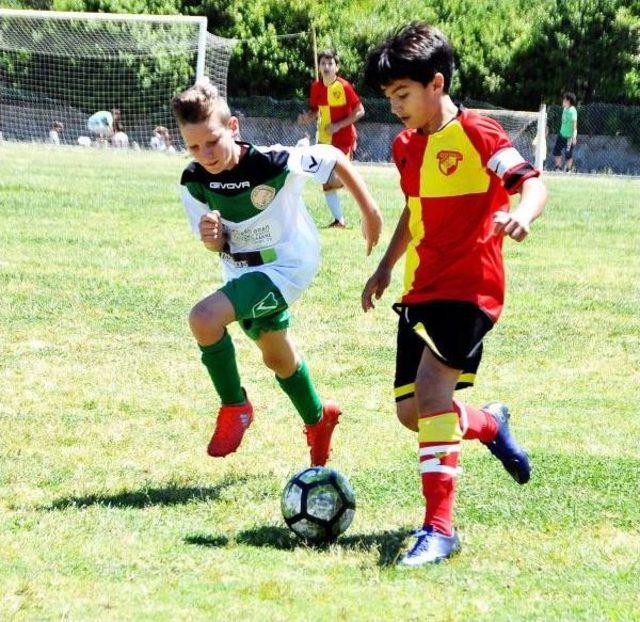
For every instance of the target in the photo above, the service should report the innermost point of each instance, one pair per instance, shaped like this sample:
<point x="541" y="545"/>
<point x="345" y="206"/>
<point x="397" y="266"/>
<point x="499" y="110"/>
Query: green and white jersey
<point x="261" y="207"/>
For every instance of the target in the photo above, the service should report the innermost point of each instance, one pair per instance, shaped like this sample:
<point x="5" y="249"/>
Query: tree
<point x="590" y="47"/>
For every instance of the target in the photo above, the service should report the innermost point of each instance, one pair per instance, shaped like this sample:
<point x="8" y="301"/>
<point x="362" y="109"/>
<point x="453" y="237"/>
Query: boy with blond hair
<point x="245" y="203"/>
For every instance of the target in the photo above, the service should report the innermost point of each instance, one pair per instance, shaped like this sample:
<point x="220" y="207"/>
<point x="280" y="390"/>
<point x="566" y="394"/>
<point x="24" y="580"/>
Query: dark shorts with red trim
<point x="563" y="147"/>
<point x="453" y="330"/>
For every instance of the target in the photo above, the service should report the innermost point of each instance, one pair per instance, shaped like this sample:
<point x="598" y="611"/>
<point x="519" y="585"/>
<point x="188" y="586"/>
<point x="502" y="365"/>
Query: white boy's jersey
<point x="260" y="202"/>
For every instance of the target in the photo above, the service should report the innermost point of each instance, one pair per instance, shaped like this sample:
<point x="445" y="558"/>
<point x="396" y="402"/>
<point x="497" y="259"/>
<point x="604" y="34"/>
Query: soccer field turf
<point x="110" y="509"/>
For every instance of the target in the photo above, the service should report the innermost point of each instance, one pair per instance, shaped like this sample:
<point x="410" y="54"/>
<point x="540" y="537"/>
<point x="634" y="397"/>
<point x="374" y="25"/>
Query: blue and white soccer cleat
<point x="504" y="446"/>
<point x="431" y="547"/>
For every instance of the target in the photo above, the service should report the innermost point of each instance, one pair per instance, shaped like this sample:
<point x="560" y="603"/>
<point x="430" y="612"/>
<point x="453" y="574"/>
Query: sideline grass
<point x="110" y="510"/>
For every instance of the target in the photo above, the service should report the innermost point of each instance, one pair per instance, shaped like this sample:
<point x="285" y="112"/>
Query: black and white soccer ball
<point x="318" y="504"/>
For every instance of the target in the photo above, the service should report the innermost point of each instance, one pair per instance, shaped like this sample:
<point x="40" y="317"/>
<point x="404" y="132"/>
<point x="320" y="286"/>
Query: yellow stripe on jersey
<point x="451" y="165"/>
<point x="416" y="228"/>
<point x="324" y="118"/>
<point x="444" y="428"/>
<point x="336" y="95"/>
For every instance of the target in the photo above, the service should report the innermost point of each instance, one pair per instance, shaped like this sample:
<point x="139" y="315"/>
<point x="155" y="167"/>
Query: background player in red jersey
<point x="457" y="169"/>
<point x="335" y="104"/>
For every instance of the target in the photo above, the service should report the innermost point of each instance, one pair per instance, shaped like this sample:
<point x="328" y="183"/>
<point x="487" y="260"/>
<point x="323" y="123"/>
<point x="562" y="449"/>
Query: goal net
<point x="58" y="69"/>
<point x="527" y="131"/>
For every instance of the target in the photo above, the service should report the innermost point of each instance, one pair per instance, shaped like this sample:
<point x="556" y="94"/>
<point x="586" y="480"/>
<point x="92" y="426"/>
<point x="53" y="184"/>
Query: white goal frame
<point x="195" y="48"/>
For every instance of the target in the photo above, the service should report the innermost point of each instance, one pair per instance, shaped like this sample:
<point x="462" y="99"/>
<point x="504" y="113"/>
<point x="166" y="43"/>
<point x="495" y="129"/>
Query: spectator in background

-------

Each record above should be retyped exactly, with no pictures carried over.

Solution:
For every instance of the target in the photo above, the service should report the innermost point of each instance, one pair per instance, shaped like this sample:
<point x="541" y="545"/>
<point x="345" y="206"/>
<point x="397" y="266"/>
<point x="499" y="110"/>
Query: green and white jersey
<point x="261" y="207"/>
For every instance of the target in the photo above, the service should report the innermost point of each instance, one pair per instance, shaped like this sample:
<point x="5" y="249"/>
Query: tree
<point x="590" y="47"/>
For every instance of the target in the photo above, the service should report the innermost point of each instance, one pair per instance, shaped like this sample:
<point x="8" y="301"/>
<point x="362" y="109"/>
<point x="453" y="237"/>
Query: boy with blond hair
<point x="245" y="203"/>
For every instance of the target in the photo above, the service should report the innermost point of each instance, one pair per instance, shaped like this sample:
<point x="220" y="207"/>
<point x="280" y="390"/>
<point x="566" y="394"/>
<point x="24" y="580"/>
Query: dark shorts with red trim
<point x="563" y="147"/>
<point x="453" y="330"/>
For every instance of the target in the photo above, the service should report the innermost point of each instance, one pair per instance, shaped like this sample:
<point x="598" y="611"/>
<point x="519" y="585"/>
<point x="188" y="586"/>
<point x="502" y="365"/>
Query: white boy's jersey
<point x="260" y="202"/>
For every instance of the target in the photo above, the service should report the innermost point of each instance, one pair per instance, shaped like this sample:
<point x="445" y="558"/>
<point x="396" y="402"/>
<point x="497" y="259"/>
<point x="604" y="34"/>
Query: soccer field turf
<point x="110" y="509"/>
For every instance of the target in the photo above, the service should report the innermost point of each instance, one pair per instance, shaped like this sample:
<point x="410" y="54"/>
<point x="540" y="537"/>
<point x="634" y="397"/>
<point x="374" y="25"/>
Query: blue and white soccer cleat
<point x="504" y="446"/>
<point x="431" y="547"/>
For every instance of the target in the photo above, the service should report the innermost point of each instance, one pair per instance, shaped like this sample:
<point x="560" y="603"/>
<point x="430" y="612"/>
<point x="453" y="574"/>
Query: sideline grass
<point x="110" y="510"/>
For every instance of the target in the photo above, the service should report the innermost point of each instance, one pair per instance, shaped like this sample:
<point x="285" y="112"/>
Query: black and white soccer ball
<point x="318" y="504"/>
For every instance of the target in the photo above, the service should report the innermost point of each instance, one pair per instance, shaped like this sample:
<point x="40" y="317"/>
<point x="404" y="132"/>
<point x="320" y="286"/>
Query: yellow stripe on jersey
<point x="451" y="165"/>
<point x="416" y="228"/>
<point x="324" y="118"/>
<point x="444" y="428"/>
<point x="336" y="95"/>
For every instance of the target in the photo above, the service should report the innermost point of each instance, one pair per instance, shaped like this sample:
<point x="139" y="315"/>
<point x="155" y="167"/>
Query: background player in red jersey
<point x="457" y="169"/>
<point x="335" y="104"/>
For every instance of the target in the photo above, the service should report the innermost point of each instance, one pair per instance, shaped like this sample:
<point x="328" y="183"/>
<point x="487" y="260"/>
<point x="323" y="123"/>
<point x="562" y="449"/>
Query: goal net
<point x="58" y="69"/>
<point x="527" y="131"/>
For every instance of the target in the photo above, the service should report the innermost point of each instance, one pair per instance, shaped like this sample:
<point x="556" y="94"/>
<point x="586" y="480"/>
<point x="92" y="426"/>
<point x="53" y="184"/>
Query: white goal frame
<point x="195" y="48"/>
For every instance of the target in the photo above, the service should report the innermost point of each instance, one pair per instance, shaped like this sample:
<point x="462" y="99"/>
<point x="504" y="113"/>
<point x="166" y="43"/>
<point x="495" y="129"/>
Query: spectator in background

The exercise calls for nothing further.